** DIRECTIONS **
Every record should be written out exactly, please.

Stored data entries
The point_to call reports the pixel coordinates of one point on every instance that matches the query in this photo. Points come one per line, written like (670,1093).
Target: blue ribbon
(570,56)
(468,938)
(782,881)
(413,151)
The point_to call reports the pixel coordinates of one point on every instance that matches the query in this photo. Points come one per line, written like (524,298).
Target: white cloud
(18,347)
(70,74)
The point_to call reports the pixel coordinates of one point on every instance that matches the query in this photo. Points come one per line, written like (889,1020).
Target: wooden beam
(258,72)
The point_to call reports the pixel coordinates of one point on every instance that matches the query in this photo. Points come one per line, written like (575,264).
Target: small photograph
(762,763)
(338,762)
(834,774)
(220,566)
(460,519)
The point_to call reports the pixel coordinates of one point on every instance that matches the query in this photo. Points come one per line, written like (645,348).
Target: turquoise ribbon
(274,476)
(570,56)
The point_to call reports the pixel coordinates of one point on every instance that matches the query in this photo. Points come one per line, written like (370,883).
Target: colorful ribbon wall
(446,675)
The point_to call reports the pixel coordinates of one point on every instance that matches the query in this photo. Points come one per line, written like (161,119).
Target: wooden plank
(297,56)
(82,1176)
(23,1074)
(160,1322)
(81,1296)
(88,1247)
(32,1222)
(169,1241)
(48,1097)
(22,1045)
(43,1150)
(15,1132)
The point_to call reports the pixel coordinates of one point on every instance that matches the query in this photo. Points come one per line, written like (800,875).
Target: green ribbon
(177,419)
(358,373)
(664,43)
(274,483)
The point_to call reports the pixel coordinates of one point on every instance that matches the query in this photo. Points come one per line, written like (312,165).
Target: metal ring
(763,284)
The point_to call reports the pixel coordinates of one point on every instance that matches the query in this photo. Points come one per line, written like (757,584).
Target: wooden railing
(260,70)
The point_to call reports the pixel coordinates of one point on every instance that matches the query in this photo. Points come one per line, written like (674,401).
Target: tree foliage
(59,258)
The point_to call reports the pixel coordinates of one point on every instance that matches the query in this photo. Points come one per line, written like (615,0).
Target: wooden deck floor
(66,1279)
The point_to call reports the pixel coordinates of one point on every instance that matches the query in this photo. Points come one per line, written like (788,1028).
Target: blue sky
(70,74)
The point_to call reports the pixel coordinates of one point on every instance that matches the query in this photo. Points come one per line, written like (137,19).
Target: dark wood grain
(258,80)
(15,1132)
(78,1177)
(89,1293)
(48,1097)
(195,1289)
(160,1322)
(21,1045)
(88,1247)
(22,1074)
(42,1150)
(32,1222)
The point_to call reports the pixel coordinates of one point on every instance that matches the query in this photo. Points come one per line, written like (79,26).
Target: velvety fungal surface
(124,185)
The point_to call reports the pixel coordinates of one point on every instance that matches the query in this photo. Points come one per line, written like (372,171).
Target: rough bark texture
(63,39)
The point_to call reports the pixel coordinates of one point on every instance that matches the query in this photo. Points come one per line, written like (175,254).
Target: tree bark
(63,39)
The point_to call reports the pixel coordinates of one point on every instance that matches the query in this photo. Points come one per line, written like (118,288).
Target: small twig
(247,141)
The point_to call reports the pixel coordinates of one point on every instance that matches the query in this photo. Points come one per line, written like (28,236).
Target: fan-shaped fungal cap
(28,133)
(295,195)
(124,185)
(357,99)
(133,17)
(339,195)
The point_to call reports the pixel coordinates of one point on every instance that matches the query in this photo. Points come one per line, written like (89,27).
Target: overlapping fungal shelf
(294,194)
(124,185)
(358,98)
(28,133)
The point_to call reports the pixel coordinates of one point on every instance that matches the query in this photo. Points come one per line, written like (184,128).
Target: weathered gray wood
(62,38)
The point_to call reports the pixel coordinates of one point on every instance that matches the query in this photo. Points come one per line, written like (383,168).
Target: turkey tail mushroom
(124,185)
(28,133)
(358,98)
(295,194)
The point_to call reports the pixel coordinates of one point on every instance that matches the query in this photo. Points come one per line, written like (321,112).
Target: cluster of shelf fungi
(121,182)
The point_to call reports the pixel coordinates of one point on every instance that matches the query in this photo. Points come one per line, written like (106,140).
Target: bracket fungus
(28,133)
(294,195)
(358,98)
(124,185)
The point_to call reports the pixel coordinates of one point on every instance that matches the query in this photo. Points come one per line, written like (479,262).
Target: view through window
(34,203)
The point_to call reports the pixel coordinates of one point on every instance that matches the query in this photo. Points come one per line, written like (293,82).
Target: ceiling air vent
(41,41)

** TASK OUTPUT **
The point_to call reports the pixel coordinates of one point on every instance that matches the query in this photo. Points come one per line, written like (670,1093).
Target: blue ribbon
(570,56)
(468,938)
(782,881)
(413,151)
The point_to call reports the pixel coordinates of one point on every instance that matches the query in this photo. Points come one per line, written like (524,298).
Target: white cloud
(18,347)
(70,74)
The point_to call reports the pixel coordinates of one point on every instance that matches the query in this photo. Points come one per line, written like (889,1020).
Target: wooden beam
(258,72)
The point_to call reports the pixel coordinates of one point on every instance that matches the query in this photo. Points come one per line, written like (575,264).
Target: small photograph
(762,763)
(338,762)
(834,774)
(220,566)
(460,519)
The point_to call reports the pixel coordinates of one point on every instance that matches the query in this photo. Points come one per line, written like (645,348).
Target: turquoise ribbon
(274,476)
(570,56)
The point_to call reports the pixel coordinates of one point on every instance that matches the query in this photo. Points come one per line, written like (370,883).
Target: colorful ribbon wall
(446,675)
The point_to call reports the pixel coordinates of one point on every instance that matches the query in this photo. Points come one per line, written like (161,119).
Target: wooden plank
(297,56)
(82,1176)
(23,1074)
(160,1322)
(81,1296)
(88,1247)
(32,1222)
(169,1241)
(48,1097)
(22,1045)
(43,1150)
(15,1132)
The point_to call reports the pixel coordinates of one point on every instance that matches the query in this photo. Points come one per line, written like (800,875).
Target: green ribbon
(177,419)
(358,373)
(664,43)
(274,483)
The point_to call reports the pixel coordinates of one point on every instance that matches the query in this photo. Points come one per line, written like (312,165).
Target: metal ring
(763,284)
The point_to call reports the pixel coordinates of one point on every instance that matches the query in this photo. Points come one per line, written like (757,584).
Target: wooden railing
(260,70)
The point_to call reports the pixel coordinates of one point on every instance that matches the query in this photo. Points come one per line, written like (674,401).
Target: tree foliage
(59,258)
The point_to call reports the pixel coordinates of one point on every instance that matches the query in this photo. Points come one per line, written like (615,0).
Target: wooden deck floor
(66,1279)
The point_to call reports the pixel coordinates of one point on every instance that matches the query in this photo. Points come one per line, written like (788,1028).
Target: blue sky
(70,74)
The point_to call reports the pixel coordinates of one point on every instance that matches the query in this photo. Points come one per line, written like (137,19).
Target: dark wood grain
(258,80)
(15,1132)
(78,1177)
(89,1293)
(48,1097)
(195,1289)
(160,1322)
(21,1045)
(88,1247)
(22,1074)
(42,1150)
(32,1222)
The point_to call reports the pixel coordinates of one point on every instance that matches the query in this photo. Points come one per line, written like (79,26).
Target: velvety fungal surface
(124,185)
The point_to call reports the pixel coordinates of one point on every instance that matches the query in this photo. Points come one per line, written like (372,171).
Target: rough bark texture
(63,39)
The point_to call reports the pixel coordinates of one point on every instance that matches the query in this photo. Points come one per line, written like (175,254).
Target: tree bark
(63,39)
The point_to call reports the pixel coordinates of one point on every instance that matches the query in this photo. Points come one per line, written like (118,288).
Target: small twig
(247,141)
The point_to call reports the pixel coordinates of one point on every instance that matches the query in this photo. Points come one per line, written like (28,236).
Target: fan-shaped fungal cap
(28,133)
(295,195)
(124,185)
(357,99)
(133,17)
(339,195)
The point_to call reports the pixel coordinates of one point on every instance that matches the query in this photo. Points come one per line, written like (89,27).
Target: overlapping fungal shelf
(294,194)
(124,185)
(358,98)
(28,133)
The point_to call reports the pixel coordinates of one point on every instance that matches the query in this photo. Points come one per line, written like (184,128).
Target: weathered gray wood
(62,38)
The point_to call reports the pixel coordinates of one point on every instance that matches the query in this photo. Points come one per line, written like (383,168).
Target: turkey tail mushroom
(124,185)
(28,133)
(358,98)
(295,194)
The point_to call reports the pixel coordinates of one point on every instance that matches the query in this photo. Points come one per line, written like (321,112).
Target: cluster of shelf fungi
(121,182)
The point_to call reports the pixel coordinates of one point on every instance that matches the query in this photo. Points come one per line, written like (106,140).
Target: bracket fungus
(28,133)
(294,195)
(358,98)
(124,185)
The point_to call reports the pixel coordinates of one point on every instance that matches the query in this photo. Points come one per line, written like (479,262).
Target: view through window
(34,203)
The point_to call reports the pixel coordinates of one point on every instance that matches the query in this photo. Points come one per line, written like (293,82).
Target: ceiling air vent
(41,41)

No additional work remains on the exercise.